§ DATA SECTION
* * * *
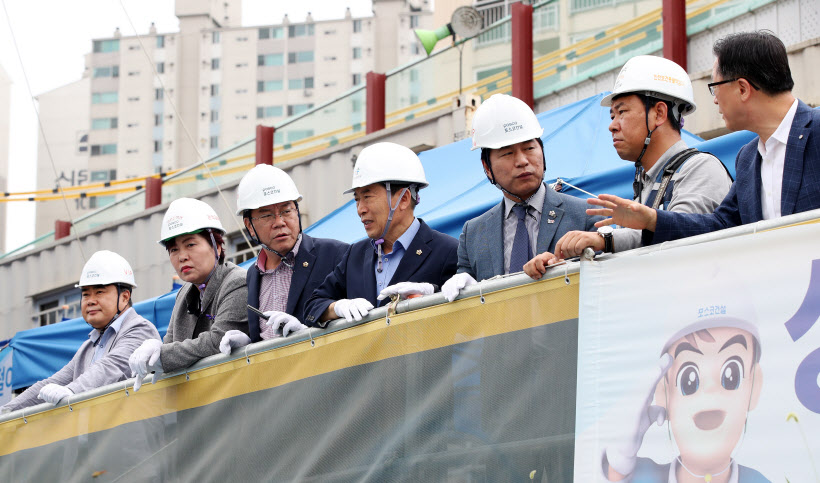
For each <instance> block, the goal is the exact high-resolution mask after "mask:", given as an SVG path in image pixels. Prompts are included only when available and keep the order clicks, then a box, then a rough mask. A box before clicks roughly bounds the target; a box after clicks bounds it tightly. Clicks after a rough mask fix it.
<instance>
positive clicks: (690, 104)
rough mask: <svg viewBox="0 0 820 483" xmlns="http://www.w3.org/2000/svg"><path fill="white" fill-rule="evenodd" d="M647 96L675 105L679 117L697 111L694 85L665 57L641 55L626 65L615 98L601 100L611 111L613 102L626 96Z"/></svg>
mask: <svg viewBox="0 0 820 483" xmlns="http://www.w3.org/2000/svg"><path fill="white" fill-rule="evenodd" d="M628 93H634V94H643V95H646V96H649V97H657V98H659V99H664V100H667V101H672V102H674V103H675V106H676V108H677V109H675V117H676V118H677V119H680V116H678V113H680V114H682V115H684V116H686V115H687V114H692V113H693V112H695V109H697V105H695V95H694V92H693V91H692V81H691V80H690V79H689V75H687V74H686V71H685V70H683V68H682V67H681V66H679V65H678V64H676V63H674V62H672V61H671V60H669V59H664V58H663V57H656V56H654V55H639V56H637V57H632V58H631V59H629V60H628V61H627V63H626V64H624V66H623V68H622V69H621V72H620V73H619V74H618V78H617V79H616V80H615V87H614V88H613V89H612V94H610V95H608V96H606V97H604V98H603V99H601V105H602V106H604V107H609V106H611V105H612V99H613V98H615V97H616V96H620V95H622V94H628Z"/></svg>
* * * *
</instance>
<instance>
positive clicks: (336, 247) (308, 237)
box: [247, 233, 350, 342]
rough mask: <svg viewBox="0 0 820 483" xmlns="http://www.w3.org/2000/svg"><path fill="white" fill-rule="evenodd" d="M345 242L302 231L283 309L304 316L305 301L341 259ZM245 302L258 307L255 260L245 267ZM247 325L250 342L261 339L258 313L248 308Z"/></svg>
* * * *
§ WHAT IS BEING ASKED
Copy out every line of the entries where the string "instance" shows up.

§ TASK RESPONSE
For each <instance> block, the goal is the exact high-resolution mask after "mask:", given as an SVG path in image pixels. Prompts are included only when available and keep the order clicks, then a box, then a rough mask. A box before clicks roughly bounds the target; a box after clicks bounds it tightly. Clicks after a rough mask fix it.
<instance>
</instance>
<instance>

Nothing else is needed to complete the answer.